_What the exercise asks_. Resume the passage below on pathway analysis of SNPs with the group lasso, carrying it on from its final sentence.

_Supplied text_.

---

Jacob et al. (2009), that ensures that overlapping SNPs enter the regression model separately, for each pathway that they map to.

A number of factors may bias PGAS results, exaggerating pathway significance and giving rise to inflated numbers of false positives. Depending on the methods used, and the underlying disease-causing mechanism, such factors are likely to include pathway size (measured in number of SNPs and/or genes), and the extent and distribution of pathway LD. Common strategies employed by existing methods to reduce this bias include the use of permutation (of genes or phenotypes), and dimensionality reduction techniques such as PCA (

Fridley and Biernacka, 2011,

Wang et al., 2010). We propose a procedure that reduces bias by adjusting pathway weightings in the regression model according to the empirical bias in pathway selection frequencies obtained by fitting the GL model with a null response.

One potential drawback of using a regression model in the analysis of genetic data is the typically very large number of predictors (here SNPs) that must be analysed. While the use of penalized regression techniques at least makes the problem tractable when the number of predictors vastly exceeds sample size, the very large matrix calculations required can still make model estimation computationally infeasible. To address this, we combine a number of techniques that speed up the estimation process including the use of an ‘active set’ of predictors, a Taylor approximation of the GL penalty and efficient computation of pathway block residuals. The final estimation algorithm, which we call ‘Pathways Group Lasso with Adaptive Weights’ (P-GLAW), is sufficiently fast to obviate the need either to undertake a preliminary stage of dimensionality reduction, or to consider pathways individually.

---

_Record excerpts_.

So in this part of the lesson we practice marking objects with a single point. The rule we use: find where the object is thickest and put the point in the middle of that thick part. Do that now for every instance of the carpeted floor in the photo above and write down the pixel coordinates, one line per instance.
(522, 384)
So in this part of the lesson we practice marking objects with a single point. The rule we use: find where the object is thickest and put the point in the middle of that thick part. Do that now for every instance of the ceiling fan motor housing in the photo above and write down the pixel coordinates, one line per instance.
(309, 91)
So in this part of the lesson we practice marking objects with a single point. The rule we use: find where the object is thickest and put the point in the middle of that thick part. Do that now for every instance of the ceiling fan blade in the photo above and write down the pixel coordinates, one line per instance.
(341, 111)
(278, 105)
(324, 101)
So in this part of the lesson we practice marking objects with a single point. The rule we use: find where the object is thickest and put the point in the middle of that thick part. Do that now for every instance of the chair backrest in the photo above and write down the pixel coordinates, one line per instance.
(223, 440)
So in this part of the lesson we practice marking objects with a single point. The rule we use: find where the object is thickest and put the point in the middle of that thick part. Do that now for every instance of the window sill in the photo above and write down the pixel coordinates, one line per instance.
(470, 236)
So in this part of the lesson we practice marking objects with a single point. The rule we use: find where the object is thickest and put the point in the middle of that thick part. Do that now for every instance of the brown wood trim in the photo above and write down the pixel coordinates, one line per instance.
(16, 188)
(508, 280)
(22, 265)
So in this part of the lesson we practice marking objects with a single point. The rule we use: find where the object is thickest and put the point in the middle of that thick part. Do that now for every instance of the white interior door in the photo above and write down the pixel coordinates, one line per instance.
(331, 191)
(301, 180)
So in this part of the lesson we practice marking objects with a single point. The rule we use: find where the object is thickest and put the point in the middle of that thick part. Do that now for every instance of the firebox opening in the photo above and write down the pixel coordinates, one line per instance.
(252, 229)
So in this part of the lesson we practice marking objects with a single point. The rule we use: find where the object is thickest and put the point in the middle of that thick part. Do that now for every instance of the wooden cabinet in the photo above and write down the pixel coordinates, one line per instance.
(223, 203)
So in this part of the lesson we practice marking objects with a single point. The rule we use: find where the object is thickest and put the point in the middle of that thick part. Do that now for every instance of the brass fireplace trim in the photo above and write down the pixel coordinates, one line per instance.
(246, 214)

---

_Expected answer_.
We evaluate our method’s performance in a Monte Carlo (MC) simulation study, using real genetic and pathway data with quantitative phenotypes simulated under an additive genetic model. We consider a range of scenarios with different causal SNP distributions and effect sizes. We feel the use of real genotype and pathway data is crucial, so as to capture the complex distributions of gene size and number within a pathway, together with SNP LD patterns and overlaps between pathways, all of which may have a significant effect on pathway ranking performance. To our knowledge, this is the first such PGAS power study using GL with real SNP and pathway data. The evaluation of GL pathway ranking performance however presents a number of challenges. Firstly, as described above, variation in the number of causal pathways due to overlaps must be taken into account when evaluating performance over multiple MC simulations. Secondly, we require a means of evaluating the degree to which causal pathways are represented amongst the top ranks. Thirdly, since GL performs variable selection, not all causal pathways may be ranked, and ranking performance measures must reflect this. To address these issues we devise a battery of measures that aim to capture different aspects of ranking performance. Finally, we compare our method’s performance with another common PGAS method, derived from univariate SNP statistics.

The article is organised as follows. Section 2 describes the GL model; our strategy for dealing with overlapping pathways, model estimation and speed-ups; our proposed bias-adjusted pathway weighting update procedure; our strategy for ranking pathways using a resampling procedure, and our proposed ranking performance measures. In Section 3 we describe the real biological data sets used in the experiments, the SNP to pathway mapping process, and the simulation framework used to evaluate both methods under consideration. The results from these simulation studies are provided in Section 4, and we conclude in Section 5 with a discussion and final remarks.